───── Data supplied

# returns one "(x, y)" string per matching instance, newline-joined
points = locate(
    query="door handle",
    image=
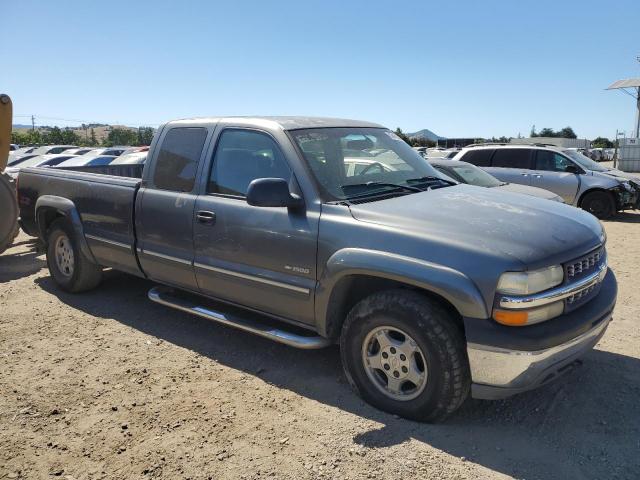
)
(204, 216)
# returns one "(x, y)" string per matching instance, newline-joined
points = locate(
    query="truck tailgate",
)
(105, 205)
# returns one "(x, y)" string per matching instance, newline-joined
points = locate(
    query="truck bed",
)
(104, 204)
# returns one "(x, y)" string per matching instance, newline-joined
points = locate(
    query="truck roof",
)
(284, 122)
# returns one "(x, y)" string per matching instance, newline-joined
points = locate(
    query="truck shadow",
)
(625, 217)
(586, 426)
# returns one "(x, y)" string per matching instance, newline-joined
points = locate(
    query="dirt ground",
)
(107, 384)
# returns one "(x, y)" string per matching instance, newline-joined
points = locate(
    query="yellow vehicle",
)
(8, 201)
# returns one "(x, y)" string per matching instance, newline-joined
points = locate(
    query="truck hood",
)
(529, 229)
(527, 190)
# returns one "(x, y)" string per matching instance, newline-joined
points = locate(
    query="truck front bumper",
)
(505, 360)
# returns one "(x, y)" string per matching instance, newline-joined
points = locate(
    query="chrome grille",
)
(580, 268)
(584, 265)
(582, 294)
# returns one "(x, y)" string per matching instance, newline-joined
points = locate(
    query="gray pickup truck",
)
(315, 231)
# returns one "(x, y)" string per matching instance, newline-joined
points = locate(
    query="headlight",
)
(519, 318)
(525, 283)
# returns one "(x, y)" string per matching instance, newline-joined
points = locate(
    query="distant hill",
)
(100, 130)
(426, 134)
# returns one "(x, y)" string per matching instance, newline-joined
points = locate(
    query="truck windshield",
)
(475, 176)
(352, 162)
(584, 162)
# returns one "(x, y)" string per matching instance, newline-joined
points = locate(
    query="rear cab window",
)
(242, 156)
(551, 161)
(480, 157)
(177, 162)
(512, 158)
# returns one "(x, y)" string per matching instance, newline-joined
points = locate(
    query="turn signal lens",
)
(517, 318)
(511, 317)
(526, 283)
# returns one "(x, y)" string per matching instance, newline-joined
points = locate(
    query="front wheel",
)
(404, 354)
(600, 204)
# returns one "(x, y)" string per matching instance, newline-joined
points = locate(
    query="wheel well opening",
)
(45, 219)
(354, 288)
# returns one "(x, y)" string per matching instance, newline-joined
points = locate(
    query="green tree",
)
(547, 132)
(145, 135)
(403, 135)
(121, 136)
(567, 132)
(69, 137)
(53, 136)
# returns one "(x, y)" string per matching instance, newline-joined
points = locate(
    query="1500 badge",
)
(304, 270)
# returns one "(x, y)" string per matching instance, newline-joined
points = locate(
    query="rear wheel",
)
(404, 354)
(600, 204)
(71, 269)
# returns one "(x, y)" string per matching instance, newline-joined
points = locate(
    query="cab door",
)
(258, 257)
(165, 205)
(551, 174)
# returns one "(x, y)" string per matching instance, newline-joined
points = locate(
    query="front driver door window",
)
(260, 257)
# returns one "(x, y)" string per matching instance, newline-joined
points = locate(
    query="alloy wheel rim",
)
(64, 256)
(394, 363)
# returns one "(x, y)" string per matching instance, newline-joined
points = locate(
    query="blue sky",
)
(458, 68)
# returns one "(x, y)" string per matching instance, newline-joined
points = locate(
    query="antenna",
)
(634, 85)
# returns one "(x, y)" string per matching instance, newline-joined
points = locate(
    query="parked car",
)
(448, 153)
(135, 149)
(467, 173)
(432, 289)
(577, 179)
(13, 161)
(79, 151)
(51, 149)
(87, 161)
(21, 151)
(596, 154)
(130, 158)
(48, 160)
(114, 151)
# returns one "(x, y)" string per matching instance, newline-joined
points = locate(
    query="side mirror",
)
(272, 192)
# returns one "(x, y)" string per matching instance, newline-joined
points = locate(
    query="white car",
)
(47, 160)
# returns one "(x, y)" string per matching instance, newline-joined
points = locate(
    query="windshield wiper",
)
(429, 177)
(379, 184)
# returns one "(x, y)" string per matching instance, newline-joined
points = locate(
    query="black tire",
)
(84, 274)
(600, 204)
(434, 331)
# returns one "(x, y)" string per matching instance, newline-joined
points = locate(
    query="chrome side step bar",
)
(167, 296)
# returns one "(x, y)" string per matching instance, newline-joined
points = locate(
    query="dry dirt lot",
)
(109, 385)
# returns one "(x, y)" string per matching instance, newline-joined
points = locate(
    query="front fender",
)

──────────

_Instructions for the task_
Every record above should be duplicated precisely, with the images removed.

_Response_
# returns one "(x, y)" string per matching instance, newline-joined
points = locate(
    query="door handle",
    image=
)
(204, 216)
# returns one "(x, y)" string per matching instance, newline-joined
points = locate(
    query="truck tailgate",
)
(105, 205)
# returns one "(x, y)" string per matching instance, newline-joined
points = locate(
    query="truck bed",
)
(104, 204)
# returns one "(x, y)" string per matching instance, newline-joined
points = locate(
    query="truck roof",
)
(284, 122)
# returns one "(x, y)" string per matching instance, newline-joined
points = locate(
    query="truck shadow",
)
(625, 217)
(586, 426)
# returns one "(x, y)" string per matching instance, newline-joined
points = locate(
    query="dirt ground",
)
(107, 384)
# returns one "(x, y)" string per matching instance, newline-joined
points = locate(
    query="yellow vehicle",
)
(8, 201)
# returns one "(x, y)" string per matching instance, newline-joined
points = locate(
    query="truck hood",
)
(529, 229)
(527, 190)
# returns one "(x, y)" string per matching instance, newline-joined
points = locate(
    query="truck front bumper",
)
(505, 360)
# returns one "(x, y)" string per matching instance, newline-joined
points = locate(
    query="chrome grille",
)
(580, 268)
(584, 265)
(582, 294)
# returns one "(x, y)" string per matching instance, newline-joined
points = locate(
    query="gray pickup truck",
)
(315, 231)
# returns one "(x, y)" string per matching instance, newline-joined
points = locate(
    query="headlight",
)
(519, 318)
(525, 283)
# returns one "(x, y)" string per matching instance, newline-joined
points = locate(
    query="distant hill",
)
(100, 130)
(426, 134)
# returns one "(x, y)" string per matching instance, newline-joined
points = locate(
    query="truck windshield",
)
(475, 176)
(352, 162)
(584, 162)
# returns one "(x, y)" string per matching instance, newline-joined
points = locate(
    query="rear cab window",
)
(242, 156)
(551, 161)
(480, 157)
(177, 162)
(512, 158)
# returns one "(x, y)" string per matching instance, newline-joined
points = locate(
    query="turn signal lens",
)
(517, 318)
(511, 317)
(526, 283)
# returns one "(x, y)" string per matching instance, newline-joined
points = locate(
    query="front wheel",
)
(404, 354)
(600, 204)
# returns one "(x, y)" string per matching instance, newline-joined
points = locate(
    query="wheel well opening",
)
(45, 219)
(354, 288)
# returns one "(x, y)" string per matching instance, newline-joined
points = locate(
    query="green tree",
)
(547, 132)
(145, 135)
(403, 135)
(121, 136)
(567, 132)
(69, 137)
(53, 136)
# returns one "(x, y)" string per matching instance, newline-joined
points = locate(
    query="1500 badge",
)
(304, 270)
# returns one "(x, y)" string per matching instance, newline-joined
points = locate(
    query="rear wheel",
)
(404, 354)
(600, 204)
(71, 269)
# returns one "(x, y)" string per matching instance, newline-joined
points = locate(
    query="cab door",
)
(258, 257)
(165, 205)
(551, 174)
# returns one "(x, y)" string per matching instance, newline-joined
points = locate(
    query="front driver door window",
)
(260, 257)
# returns one "(x, y)" string per matching instance, newline-joined
points = locate(
    query="alloy wheel rim",
)
(64, 256)
(394, 363)
# returns one "(x, y)" string per matching instance, newline-joined
points = locate(
    query="blue sky",
)
(458, 68)
# returns one "(x, y)" string per matching instance, newline-joined
points = locate(
    query="antenna",
)
(634, 85)
# returns one "(x, y)" string per matching instance, newline-joined
points = locate(
    query="parked car",
)
(448, 153)
(135, 149)
(467, 173)
(432, 289)
(577, 179)
(13, 161)
(79, 151)
(51, 149)
(87, 161)
(21, 151)
(596, 154)
(130, 158)
(48, 160)
(114, 151)
# returns one "(x, y)" string per matching instance, newline-joined
points = locate(
    query="side mirror",
)
(272, 192)
# returns one "(x, y)" string per matching instance, newline-joined
points = locate(
    query="white car",
)
(47, 160)
# returns one "(x, y)" string per matching instance, newline-joined
points = locate(
    query="windshield wiper",
)
(429, 177)
(379, 184)
# returns one "(x, y)" string per matching instance, newline-joined
points = locate(
    query="black tire",
)
(84, 274)
(600, 204)
(434, 331)
# returns one "(x, y)" string per matching instance, newline-joined
points = locate(
    query="chrome side step bar",
)
(167, 296)
# returns one "(x, y)" string per matching instance, newline-joined
points = locate(
    query="dry dirt lot",
)
(109, 385)
# returns one "(x, y)" string per matching instance, newline-joined
points = locate(
    query="front fender",
)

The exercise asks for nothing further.